TASK ▸ Write out the full listing, matching it line for line.

MATERIAL SHOWN ▸
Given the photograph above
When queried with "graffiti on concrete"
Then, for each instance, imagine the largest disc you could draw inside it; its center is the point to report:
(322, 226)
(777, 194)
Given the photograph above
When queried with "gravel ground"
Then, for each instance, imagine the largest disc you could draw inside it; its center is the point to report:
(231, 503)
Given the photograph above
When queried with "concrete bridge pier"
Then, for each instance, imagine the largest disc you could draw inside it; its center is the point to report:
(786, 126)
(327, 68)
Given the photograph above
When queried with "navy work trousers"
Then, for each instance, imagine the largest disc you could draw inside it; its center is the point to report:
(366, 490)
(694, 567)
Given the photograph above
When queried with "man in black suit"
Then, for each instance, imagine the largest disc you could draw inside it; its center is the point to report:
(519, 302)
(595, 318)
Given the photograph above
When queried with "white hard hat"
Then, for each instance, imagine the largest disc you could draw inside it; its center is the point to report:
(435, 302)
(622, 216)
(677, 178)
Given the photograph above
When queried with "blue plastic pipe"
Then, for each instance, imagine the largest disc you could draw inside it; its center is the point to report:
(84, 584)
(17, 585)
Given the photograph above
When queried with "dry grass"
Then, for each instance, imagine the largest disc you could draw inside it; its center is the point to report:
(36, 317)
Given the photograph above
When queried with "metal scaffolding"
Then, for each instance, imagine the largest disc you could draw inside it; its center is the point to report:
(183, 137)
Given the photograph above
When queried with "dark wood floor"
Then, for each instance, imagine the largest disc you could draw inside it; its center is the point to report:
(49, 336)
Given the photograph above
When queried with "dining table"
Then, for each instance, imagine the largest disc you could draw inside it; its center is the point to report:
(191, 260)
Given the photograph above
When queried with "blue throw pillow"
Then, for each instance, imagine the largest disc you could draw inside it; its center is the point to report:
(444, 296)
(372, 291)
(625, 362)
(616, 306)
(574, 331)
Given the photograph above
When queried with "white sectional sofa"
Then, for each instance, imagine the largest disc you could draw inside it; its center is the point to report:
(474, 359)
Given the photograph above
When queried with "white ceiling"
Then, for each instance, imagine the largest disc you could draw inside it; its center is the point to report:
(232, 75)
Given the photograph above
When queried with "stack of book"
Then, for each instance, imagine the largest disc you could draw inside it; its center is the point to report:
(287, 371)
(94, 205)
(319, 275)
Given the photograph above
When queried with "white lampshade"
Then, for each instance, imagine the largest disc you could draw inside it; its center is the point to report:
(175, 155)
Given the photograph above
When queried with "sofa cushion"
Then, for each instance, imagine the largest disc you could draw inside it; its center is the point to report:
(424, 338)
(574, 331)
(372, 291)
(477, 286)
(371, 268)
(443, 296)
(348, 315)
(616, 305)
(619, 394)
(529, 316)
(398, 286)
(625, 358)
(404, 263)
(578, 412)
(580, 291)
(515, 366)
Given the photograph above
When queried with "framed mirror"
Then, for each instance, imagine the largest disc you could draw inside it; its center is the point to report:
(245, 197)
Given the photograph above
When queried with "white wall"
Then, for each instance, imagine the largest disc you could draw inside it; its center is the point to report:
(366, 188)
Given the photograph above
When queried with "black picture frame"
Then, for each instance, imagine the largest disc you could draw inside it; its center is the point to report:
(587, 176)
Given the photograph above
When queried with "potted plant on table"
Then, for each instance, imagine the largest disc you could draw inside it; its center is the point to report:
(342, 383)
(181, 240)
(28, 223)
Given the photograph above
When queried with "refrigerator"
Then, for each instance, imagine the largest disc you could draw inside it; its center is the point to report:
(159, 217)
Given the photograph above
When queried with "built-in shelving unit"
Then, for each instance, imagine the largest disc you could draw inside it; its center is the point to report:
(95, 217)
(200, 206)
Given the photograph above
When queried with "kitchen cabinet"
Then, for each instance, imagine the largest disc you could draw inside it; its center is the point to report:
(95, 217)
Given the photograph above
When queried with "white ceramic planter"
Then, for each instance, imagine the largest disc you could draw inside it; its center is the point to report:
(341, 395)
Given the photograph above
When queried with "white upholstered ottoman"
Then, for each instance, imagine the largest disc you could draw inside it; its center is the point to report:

ANSWER SPACE ▸
Given the photograph above
When queried with "graffiti on concrete"
Then, for each instance, imagine the largest disc you could draw inside it; its center is the point to report:
(322, 226)
(777, 194)
Given the photograph above
When queried with "gravel ground"
Then, for each instance, imagine the largest disc you could draw inside it; its center is the point to report:
(231, 503)
Given the photograph above
When queried with "concrete bridge pier"
Then, for each instance, imagine the largest disc you could draw inside it; its center is the point to report:
(786, 126)
(327, 68)
Given the photograph above
When queried with "navy work trousers"
Then, for each instance, imagine the largest disc you could draw inside it; its center is the point to report:
(366, 490)
(694, 567)
Given the photograph above
When queried with "man in black suit"
Then, for each instance, imagine the largest disc you could draw inside it; its center is the point to report:
(519, 302)
(595, 318)
Given the photograph above
When queried with "white hard hat"
Then, for each instance, imagine the largest disc you could draw inside it; its center is the point to report:
(435, 302)
(622, 216)
(677, 178)
Given the photograph above
When queried with "blue plastic pipe"
Then, for each instance, imagine the largest disc you could draw inside it; its center is the point to report:
(84, 584)
(17, 585)
Given the photograph above
When queried with "dry grass"
Then, for each instance, imagine the largest disc you could draw inside it; its center is the point to report:
(36, 317)
Given the photograph above
When queried with "metal scaffolding"
Then, for each instance, imagine the largest disc you could draw inside it; its center is the point to report:
(183, 137)
Given the photograph above
When queried with "dark wood floor"
Then, for each instance, imagine the largest disc you could draw inside it; its center is the point to report:
(49, 336)
Given the photograph above
When queried with "dining table"
Then, for each instance, imagine the largest disc you could draw inside it; its center is the point to report:
(191, 260)
Given the photograph above
When queried with "blue throw pillow"
Then, for each instance, imagine the largest disc you could draw inside it; its center is the point to report:
(444, 296)
(372, 291)
(625, 362)
(616, 306)
(574, 331)
Given the photograph above
When queried with "white sectional sofa"
Then, for each instance, imagine the largest disc you could draw inside it; its center is the point to report:
(474, 359)
Given the photograph above
When queried with "white ceiling"
Then, for each instance, imagine the largest disc you could draw inside it; its center is the point to report:
(232, 75)
Given the photograph above
When queried with "stack of book"
Then, for each instance, imagine the largest disc you could draw inside it; its center is the point to report:
(287, 371)
(94, 205)
(319, 275)
Given the photograph above
When queried with "white lampshade"
Then, for each instance, imagine the largest disc you could draw inside it; its center is the point to report:
(175, 155)
Given the photograph above
When queried with "sofa cushion"
Then, for each instance, imagine the largest disc you could draw inside it; its center is the point to report:
(424, 338)
(574, 331)
(372, 291)
(477, 286)
(371, 268)
(443, 296)
(348, 315)
(616, 305)
(619, 394)
(529, 316)
(398, 286)
(625, 358)
(404, 263)
(578, 412)
(580, 291)
(515, 366)
Given the photograph above
When queried with "framed mirror"
Then, for each instance, imagine the largest disc you could draw inside it; its center is the point to report:
(245, 197)
Given the photograph above
When queried with "white wall"
Then, for each instance, imagine the largest disc you could draw inside it; its center is the point to report:
(366, 188)
Given the photograph above
When queried with "black picture frame"
Then, for each instance, imagine the largest disc you could draw inside it; its center is the point to report:
(587, 176)
Given the photograph above
When queried with "potted plant on table"
Then, for each instance, imagine the largest disc you could draw inside it; its center is the point to report:
(342, 383)
(181, 240)
(28, 223)
Given the photograph above
When queried with "refrigerator"
Then, for each instance, imagine the largest disc you could draw inside it; its center is the point to report:
(159, 217)
Given the photograph above
When queried with "built-in shelving unit"
Then, for each instance, imagine the largest disc you could draw inside it; its center is the point to report:
(95, 217)
(200, 206)
Given the photograph above
When queried with "kitchen cabinet"
Then, for each instance, imagine the largest disc you could draw inside it; its center is the point to report:
(95, 217)
Given the photograph above
When queried with "white ceramic planter"
Then, for each instance, imagine the largest disc you could draw inside it; its center is the point to report:
(341, 395)
Given the photograph above
When queried with "white upholstered ottoman"
Then, for each instance, imagine the largest disc you could draw inside it; its center is the point to report:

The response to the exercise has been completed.